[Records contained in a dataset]
━━━━━━━━

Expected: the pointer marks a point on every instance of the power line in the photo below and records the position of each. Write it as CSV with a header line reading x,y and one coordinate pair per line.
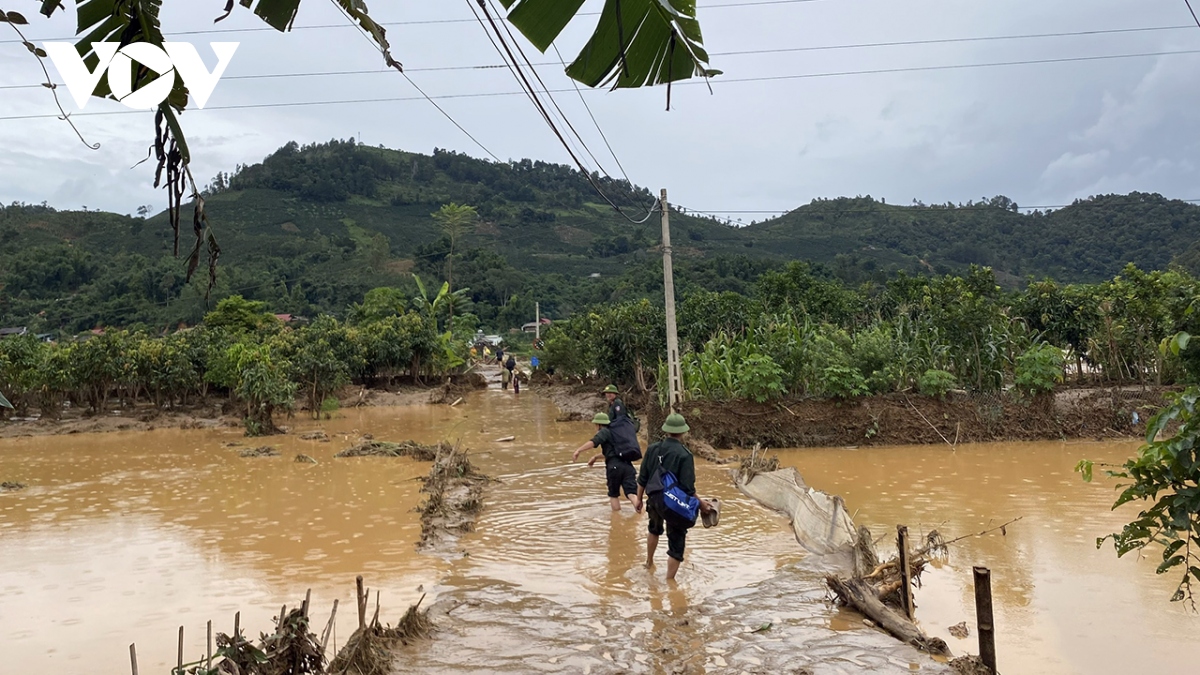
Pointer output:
x,y
736,53
727,81
527,87
415,22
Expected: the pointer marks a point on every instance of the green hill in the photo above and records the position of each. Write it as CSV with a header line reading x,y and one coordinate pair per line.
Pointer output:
x,y
310,230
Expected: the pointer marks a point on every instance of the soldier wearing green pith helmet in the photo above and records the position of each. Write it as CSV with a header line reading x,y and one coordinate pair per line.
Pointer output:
x,y
621,475
671,455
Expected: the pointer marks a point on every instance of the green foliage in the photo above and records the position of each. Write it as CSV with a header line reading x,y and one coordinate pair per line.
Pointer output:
x,y
1038,369
1164,476
936,383
730,369
239,315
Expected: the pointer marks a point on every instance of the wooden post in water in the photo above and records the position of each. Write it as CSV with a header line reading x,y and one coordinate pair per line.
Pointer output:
x,y
329,627
910,608
983,617
363,604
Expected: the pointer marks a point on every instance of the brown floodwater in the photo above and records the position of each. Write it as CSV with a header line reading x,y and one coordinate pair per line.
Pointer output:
x,y
123,537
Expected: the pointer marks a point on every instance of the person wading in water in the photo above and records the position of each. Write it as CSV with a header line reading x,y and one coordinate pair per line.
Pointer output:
x,y
621,475
667,455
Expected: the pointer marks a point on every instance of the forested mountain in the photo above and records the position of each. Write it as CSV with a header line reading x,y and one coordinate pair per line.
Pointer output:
x,y
310,230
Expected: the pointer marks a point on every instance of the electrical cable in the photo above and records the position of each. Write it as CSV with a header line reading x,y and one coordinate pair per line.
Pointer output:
x,y
413,22
737,53
419,90
729,81
541,108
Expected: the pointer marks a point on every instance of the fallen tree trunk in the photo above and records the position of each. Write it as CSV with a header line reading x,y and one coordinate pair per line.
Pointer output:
x,y
864,597
823,527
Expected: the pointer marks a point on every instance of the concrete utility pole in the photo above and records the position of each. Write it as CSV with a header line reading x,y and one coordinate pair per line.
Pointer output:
x,y
673,375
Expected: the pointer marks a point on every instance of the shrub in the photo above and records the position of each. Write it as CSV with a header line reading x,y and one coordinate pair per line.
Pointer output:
x,y
1038,369
936,383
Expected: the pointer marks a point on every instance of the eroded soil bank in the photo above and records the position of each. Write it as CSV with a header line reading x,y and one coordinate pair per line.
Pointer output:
x,y
895,419
173,527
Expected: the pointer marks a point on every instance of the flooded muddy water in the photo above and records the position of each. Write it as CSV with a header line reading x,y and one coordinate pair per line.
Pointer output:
x,y
123,537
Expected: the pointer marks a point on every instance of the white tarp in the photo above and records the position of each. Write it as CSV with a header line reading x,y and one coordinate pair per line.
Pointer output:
x,y
819,520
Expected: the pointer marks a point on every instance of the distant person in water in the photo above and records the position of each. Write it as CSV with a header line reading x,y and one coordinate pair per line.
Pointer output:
x,y
621,475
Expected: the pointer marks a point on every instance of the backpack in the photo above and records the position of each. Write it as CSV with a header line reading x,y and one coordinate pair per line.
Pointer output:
x,y
676,507
624,440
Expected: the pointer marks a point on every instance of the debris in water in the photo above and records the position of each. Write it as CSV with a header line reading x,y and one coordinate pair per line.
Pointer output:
x,y
455,497
369,650
970,664
367,447
757,463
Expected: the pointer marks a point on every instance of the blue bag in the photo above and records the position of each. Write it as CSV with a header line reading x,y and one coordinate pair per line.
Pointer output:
x,y
676,507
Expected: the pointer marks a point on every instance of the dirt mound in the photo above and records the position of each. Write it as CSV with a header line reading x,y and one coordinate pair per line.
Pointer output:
x,y
455,497
575,401
705,451
372,448
898,419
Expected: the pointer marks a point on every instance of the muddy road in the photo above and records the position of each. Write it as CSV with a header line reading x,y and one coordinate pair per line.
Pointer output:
x,y
121,537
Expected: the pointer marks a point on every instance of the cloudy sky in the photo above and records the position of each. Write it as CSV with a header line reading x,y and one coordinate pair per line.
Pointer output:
x,y
843,117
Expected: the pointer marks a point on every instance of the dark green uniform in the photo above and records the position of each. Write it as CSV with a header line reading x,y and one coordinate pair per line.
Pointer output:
x,y
676,458
619,473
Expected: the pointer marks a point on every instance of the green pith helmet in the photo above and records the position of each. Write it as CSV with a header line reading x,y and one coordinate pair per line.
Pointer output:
x,y
676,424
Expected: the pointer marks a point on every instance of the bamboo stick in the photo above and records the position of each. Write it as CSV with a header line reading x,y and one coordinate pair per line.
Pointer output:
x,y
329,628
363,604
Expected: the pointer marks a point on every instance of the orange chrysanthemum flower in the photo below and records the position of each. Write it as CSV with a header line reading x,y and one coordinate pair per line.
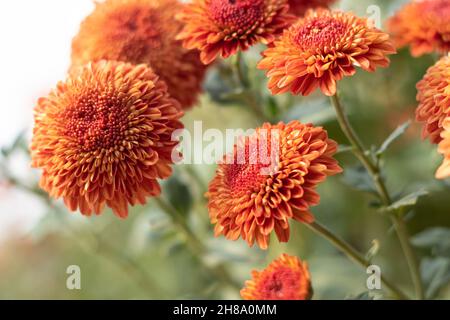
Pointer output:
x,y
434,99
104,137
423,25
322,48
299,7
223,27
142,31
256,192
444,148
286,278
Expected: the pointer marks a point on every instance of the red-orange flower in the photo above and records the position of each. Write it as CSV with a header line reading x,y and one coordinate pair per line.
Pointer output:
x,y
270,178
434,99
443,171
142,31
321,49
104,137
423,25
286,278
222,27
299,7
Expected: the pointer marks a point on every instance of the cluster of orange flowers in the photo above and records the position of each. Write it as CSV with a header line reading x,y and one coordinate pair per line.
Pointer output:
x,y
103,137
424,26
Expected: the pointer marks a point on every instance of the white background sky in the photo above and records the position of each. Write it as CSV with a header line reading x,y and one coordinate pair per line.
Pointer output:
x,y
35,40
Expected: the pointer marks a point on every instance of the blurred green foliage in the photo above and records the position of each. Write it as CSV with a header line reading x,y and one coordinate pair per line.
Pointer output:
x,y
145,256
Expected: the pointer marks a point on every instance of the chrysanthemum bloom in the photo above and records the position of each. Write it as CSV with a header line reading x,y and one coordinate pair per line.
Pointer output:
x,y
256,192
222,27
286,278
444,148
322,48
103,137
299,7
423,25
142,31
434,99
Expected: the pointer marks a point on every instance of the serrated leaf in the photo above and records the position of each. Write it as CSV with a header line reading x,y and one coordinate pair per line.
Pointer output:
x,y
437,239
408,201
393,136
435,275
358,178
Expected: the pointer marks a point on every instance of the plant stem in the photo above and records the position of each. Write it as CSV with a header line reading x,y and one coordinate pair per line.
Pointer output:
x,y
354,255
374,171
195,244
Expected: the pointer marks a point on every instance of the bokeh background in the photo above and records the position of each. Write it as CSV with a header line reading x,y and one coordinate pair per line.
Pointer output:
x,y
145,256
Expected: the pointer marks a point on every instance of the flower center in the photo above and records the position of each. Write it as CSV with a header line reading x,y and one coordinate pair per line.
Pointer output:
x,y
237,14
244,177
283,283
320,32
96,121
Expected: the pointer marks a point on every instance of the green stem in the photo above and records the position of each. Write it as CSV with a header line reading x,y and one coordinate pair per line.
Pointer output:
x,y
374,171
354,255
245,84
195,244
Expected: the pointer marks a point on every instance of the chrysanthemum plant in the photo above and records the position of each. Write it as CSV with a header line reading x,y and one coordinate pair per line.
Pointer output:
x,y
103,137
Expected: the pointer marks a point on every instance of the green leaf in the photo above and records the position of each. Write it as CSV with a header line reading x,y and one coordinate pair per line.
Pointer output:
x,y
373,251
179,194
358,178
343,149
437,239
392,137
435,275
408,201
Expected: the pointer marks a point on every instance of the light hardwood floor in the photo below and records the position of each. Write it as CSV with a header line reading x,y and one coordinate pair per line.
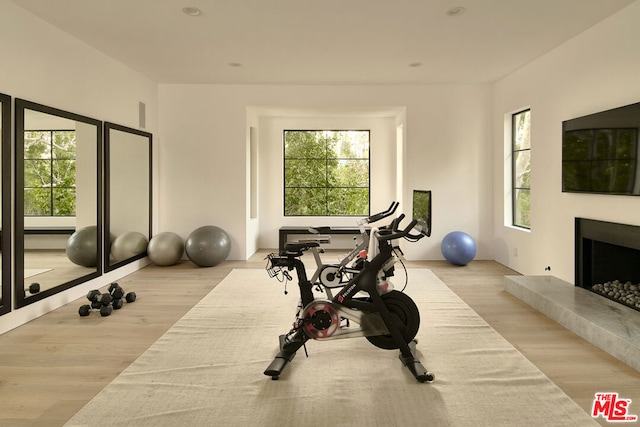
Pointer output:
x,y
52,366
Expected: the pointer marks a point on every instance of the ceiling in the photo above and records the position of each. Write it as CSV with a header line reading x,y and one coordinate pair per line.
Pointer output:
x,y
324,42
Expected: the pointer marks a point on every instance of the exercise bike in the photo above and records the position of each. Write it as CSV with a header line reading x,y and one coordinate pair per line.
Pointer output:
x,y
387,318
338,274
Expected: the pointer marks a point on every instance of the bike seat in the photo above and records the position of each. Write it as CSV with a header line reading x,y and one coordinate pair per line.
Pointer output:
x,y
299,246
320,230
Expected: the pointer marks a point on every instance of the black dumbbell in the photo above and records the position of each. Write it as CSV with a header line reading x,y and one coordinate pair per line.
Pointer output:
x,y
131,297
85,310
33,288
116,291
96,296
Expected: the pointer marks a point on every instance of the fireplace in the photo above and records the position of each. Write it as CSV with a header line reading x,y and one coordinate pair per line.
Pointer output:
x,y
607,260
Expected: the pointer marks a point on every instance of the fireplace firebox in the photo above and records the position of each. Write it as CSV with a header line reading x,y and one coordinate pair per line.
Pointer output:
x,y
607,260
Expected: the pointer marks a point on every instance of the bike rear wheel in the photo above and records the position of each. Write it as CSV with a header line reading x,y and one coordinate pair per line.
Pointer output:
x,y
406,318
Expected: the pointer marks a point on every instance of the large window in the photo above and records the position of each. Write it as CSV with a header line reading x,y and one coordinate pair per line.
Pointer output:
x,y
521,168
326,172
50,173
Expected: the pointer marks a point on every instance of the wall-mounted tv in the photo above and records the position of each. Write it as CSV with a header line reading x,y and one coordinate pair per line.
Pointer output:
x,y
600,152
421,210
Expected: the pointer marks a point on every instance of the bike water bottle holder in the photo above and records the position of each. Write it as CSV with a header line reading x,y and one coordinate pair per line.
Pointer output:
x,y
275,264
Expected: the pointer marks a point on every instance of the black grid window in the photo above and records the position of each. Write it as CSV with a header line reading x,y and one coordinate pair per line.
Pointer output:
x,y
326,172
521,168
49,173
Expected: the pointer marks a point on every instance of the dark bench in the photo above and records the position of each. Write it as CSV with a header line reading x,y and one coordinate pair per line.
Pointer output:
x,y
286,230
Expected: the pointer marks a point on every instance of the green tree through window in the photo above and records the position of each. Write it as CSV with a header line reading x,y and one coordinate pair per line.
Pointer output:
x,y
521,142
50,173
326,173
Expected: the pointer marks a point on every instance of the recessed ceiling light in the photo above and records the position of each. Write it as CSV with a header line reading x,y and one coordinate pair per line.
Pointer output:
x,y
456,11
192,11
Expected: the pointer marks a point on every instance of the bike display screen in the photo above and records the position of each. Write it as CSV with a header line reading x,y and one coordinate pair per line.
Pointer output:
x,y
422,210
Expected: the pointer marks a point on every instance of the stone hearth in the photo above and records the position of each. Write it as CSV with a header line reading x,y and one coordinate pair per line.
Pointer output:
x,y
611,326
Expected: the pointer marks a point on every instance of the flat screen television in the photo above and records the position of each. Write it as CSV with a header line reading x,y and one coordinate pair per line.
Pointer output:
x,y
600,152
422,210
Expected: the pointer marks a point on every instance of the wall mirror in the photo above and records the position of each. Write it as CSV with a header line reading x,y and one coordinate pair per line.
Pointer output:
x,y
58,193
128,194
5,200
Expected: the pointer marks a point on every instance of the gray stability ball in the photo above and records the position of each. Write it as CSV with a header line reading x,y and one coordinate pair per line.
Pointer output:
x,y
82,246
128,245
208,246
165,248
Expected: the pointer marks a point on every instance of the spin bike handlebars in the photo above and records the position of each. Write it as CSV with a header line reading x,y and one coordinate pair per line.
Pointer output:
x,y
380,215
396,233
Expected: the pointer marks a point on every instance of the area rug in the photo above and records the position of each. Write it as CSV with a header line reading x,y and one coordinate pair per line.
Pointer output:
x,y
207,370
30,272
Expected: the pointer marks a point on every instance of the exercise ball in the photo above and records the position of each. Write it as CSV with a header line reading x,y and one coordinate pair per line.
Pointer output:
x,y
128,245
208,246
458,248
82,246
165,248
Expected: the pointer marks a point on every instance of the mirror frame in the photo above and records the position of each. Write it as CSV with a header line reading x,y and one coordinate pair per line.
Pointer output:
x,y
20,106
5,237
108,126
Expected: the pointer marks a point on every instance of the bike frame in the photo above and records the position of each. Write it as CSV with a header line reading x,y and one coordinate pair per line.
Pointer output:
x,y
379,318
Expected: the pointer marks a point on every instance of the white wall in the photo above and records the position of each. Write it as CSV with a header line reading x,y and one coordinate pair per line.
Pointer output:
x,y
203,158
595,71
43,64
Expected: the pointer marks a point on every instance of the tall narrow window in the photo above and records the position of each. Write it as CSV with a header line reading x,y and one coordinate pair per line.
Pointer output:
x,y
326,172
50,173
521,168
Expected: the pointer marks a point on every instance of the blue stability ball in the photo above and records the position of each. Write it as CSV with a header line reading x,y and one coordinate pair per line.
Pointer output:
x,y
82,247
458,248
208,246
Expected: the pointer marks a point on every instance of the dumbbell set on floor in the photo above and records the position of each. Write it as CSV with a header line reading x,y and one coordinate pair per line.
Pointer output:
x,y
106,302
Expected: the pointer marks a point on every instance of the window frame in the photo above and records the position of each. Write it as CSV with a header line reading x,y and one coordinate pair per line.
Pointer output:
x,y
515,189
52,160
327,187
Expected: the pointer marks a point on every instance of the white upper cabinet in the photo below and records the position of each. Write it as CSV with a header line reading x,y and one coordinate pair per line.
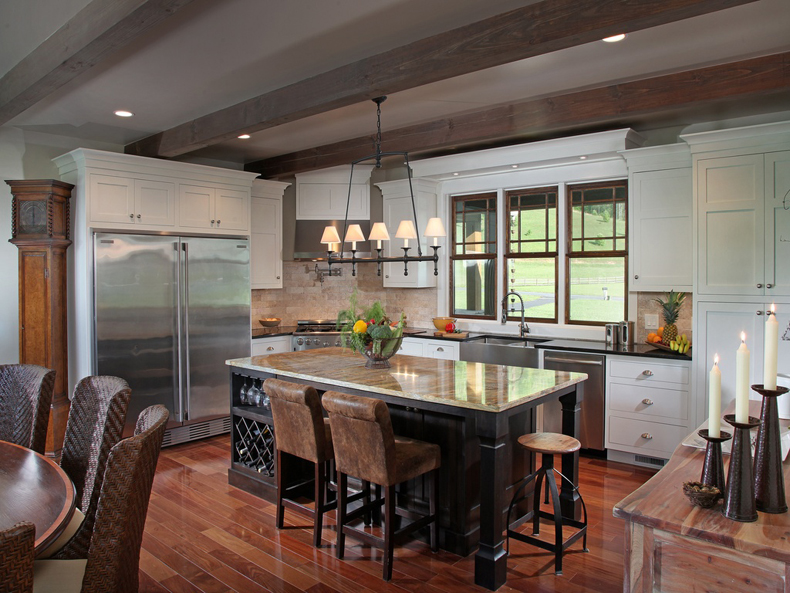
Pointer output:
x,y
660,234
398,206
266,242
743,228
323,195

━━━━━━━━

Short task ▸
Retype exactly, please, the span from the line holding "the bike frame" through the closing line of the data, both ends included, without the pictures.

Exercise output ▸
Expected: the pointer marks a point on every instance of the bike frame in the photo above and records the position of each. Write it as CSV with a header line reading x,y and one coordinate pair per line.
Pointer output:
x,y
379,318
Expected: the pointer marks a point on every instance of the white wall in the photo above and records the position of each. Write it as CSV with a header line reading x,y and one coordinate pair per line.
Pointer output:
x,y
203,158
595,71
43,64
Expected: the pointer marks a point on every instance of the tall narrow window in the photo above and records the position of each. Write it as CSV with a header line reading x,y and one coordinate pair per line.
Pointer output:
x,y
326,172
50,173
521,168
Expected: the pointer marks a point on every instance of the blue stability ball in the photo above and records the position of each. Write it as CSV with a header line reading x,y and one coordinate pair per line.
Pointer output:
x,y
82,247
458,248
208,246
Expected: the pointer marks a point on every instance of the dumbbell set on floor in the photo above and records the position of each. Write it as CSV with a header line reading x,y and one coordinate pair per line.
Pointer output:
x,y
106,302
Expected: the pointer marks a point on every instance of the window frame in the photo above and records the position of each. Write it as CSV with a header line reading x,y and one coordinate pair per line.
Pointer output:
x,y
515,189
52,160
327,187
Expected: the pointer marks a point on every instance of the white upper cabinet in the photo below and records the position of each. Write it as CSV with a header line reading x,y and one coordinate pair per line.
Pointer output:
x,y
660,234
398,206
266,242
743,228
323,195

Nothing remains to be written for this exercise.